----- Text shown -----
Political Correctness Delusions #2: The U.S. Military Naming Its Helicopters After Native American Tribes Is A Slur

Military Helicopters 0088

The scourge of political correctness causes many kinds of damage, but the most ominous is that it intentionally greases a steep slippery slope. The effort to constrain private and public expression according to an endlessly versatile definition of “offensiveness”  is a desirable weapon for political activists, grievance bullies, censorious and debate-challenged advocates, weenies, and busybodies. Once one specious argument for strangling another small sliver of free speech succeeds, usually after capitulation in the face of relentless vilification and hounding aided and abetted by the press, this ugly and anti-American faction of the progressive movement just moves on to another target. The process  will never end, although it will get more oppressive, restrictive and absurd. That is, it will never end until a backlash and an outbreak of rationality stops it in its tracks.
----- Extracted data -----
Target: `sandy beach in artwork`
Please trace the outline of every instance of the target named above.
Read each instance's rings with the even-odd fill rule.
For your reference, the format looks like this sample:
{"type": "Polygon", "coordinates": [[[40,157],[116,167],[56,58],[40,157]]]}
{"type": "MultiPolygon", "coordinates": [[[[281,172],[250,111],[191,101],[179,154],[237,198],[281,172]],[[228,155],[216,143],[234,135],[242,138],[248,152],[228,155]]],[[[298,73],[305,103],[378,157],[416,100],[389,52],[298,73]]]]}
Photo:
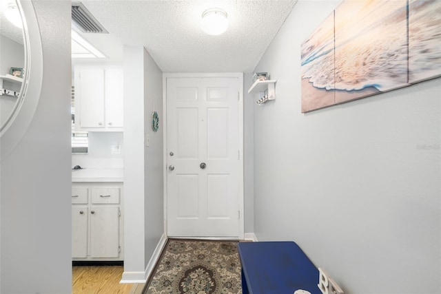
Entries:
-----
----- Extracted data -----
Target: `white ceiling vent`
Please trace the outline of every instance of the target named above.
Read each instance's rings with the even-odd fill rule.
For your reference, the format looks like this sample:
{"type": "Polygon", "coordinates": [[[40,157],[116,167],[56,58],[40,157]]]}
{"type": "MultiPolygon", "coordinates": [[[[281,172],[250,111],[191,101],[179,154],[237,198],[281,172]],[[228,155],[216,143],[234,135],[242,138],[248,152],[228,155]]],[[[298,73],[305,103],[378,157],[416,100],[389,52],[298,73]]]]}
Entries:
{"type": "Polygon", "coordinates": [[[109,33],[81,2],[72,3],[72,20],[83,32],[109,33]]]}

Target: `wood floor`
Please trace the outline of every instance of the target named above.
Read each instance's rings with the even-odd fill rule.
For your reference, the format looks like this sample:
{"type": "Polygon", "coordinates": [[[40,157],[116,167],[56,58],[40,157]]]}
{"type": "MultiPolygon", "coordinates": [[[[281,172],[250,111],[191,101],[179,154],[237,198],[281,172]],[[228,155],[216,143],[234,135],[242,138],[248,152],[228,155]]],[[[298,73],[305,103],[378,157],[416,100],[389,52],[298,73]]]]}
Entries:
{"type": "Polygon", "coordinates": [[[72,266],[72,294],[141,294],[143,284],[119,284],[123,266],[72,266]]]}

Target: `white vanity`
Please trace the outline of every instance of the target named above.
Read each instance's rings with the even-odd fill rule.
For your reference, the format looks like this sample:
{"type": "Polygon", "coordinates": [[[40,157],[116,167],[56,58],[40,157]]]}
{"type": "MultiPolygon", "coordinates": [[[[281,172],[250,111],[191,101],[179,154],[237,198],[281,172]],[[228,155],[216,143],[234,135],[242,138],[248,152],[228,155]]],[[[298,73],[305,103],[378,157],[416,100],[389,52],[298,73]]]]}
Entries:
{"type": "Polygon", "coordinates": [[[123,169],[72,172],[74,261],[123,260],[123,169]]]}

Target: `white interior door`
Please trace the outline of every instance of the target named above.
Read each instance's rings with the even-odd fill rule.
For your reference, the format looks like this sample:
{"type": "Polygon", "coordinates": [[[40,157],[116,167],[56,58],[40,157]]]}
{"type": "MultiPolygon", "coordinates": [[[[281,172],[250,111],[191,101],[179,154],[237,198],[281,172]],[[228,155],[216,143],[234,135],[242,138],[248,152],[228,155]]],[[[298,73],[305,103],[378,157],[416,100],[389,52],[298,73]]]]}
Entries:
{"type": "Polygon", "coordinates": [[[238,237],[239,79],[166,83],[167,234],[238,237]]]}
-----
→ **Actions to take**
A) Using the political correctness post, decide whether each statement agrees with it, and answer yes or no, quoting the words of the text that decide it: (i) the post says political correctness greases a slippery slope by accident; (ii) the post says the press aids and abets the hounding of targets; (iii) the post says the process will end once it becomes absurd enough.
B) Render this sentence from the political correctness post in Spanish: "The scourge of political correctness causes many kinds of damage, but the most ominous is that it intentionally greases a steep slippery slope."
C) Retype the part of the political correctness post starting with "The scourge of" and going on through "in its tracks.".

→ **Task-by-task results**
A)
(i) No: "it intentionally greases a steep slippery slope"
(ii) Yes: "relentless vilification and hounding aided and abetted by the press"
(iii) No: "it will never end until a backlash and an outbreak of rationality stops it in its tracks"

B) El azote de la corrección política causa muchos tipos de daño, pero el más ominoso es que engrasa intencionadamente una pendiente empinada y resbaladiza.

C)
The scourge of political correctness causes many kinds of damage, but the most ominous is that it intentionally greases a steep slippery slope. The effort to constrain private and public expression according to an endlessly versatile definition of “offensiveness”  is a desirable weapon for political activists, grievance bullies, censorious and debate-challenged advocates, weenies, and busybodies. Once one specious argument for strangling another small sliver of free speech succeeds, usually after capitulation in the face of relentless vilification and hounding aided and abetted by the press, this ugly and anti-American faction of the progressive movement just moves on to another target. The process  will never end, although it will get more oppressive, restrictive and absurd. That is, it will never end until a backlash and an outbreak of rationality stops it in its tracks.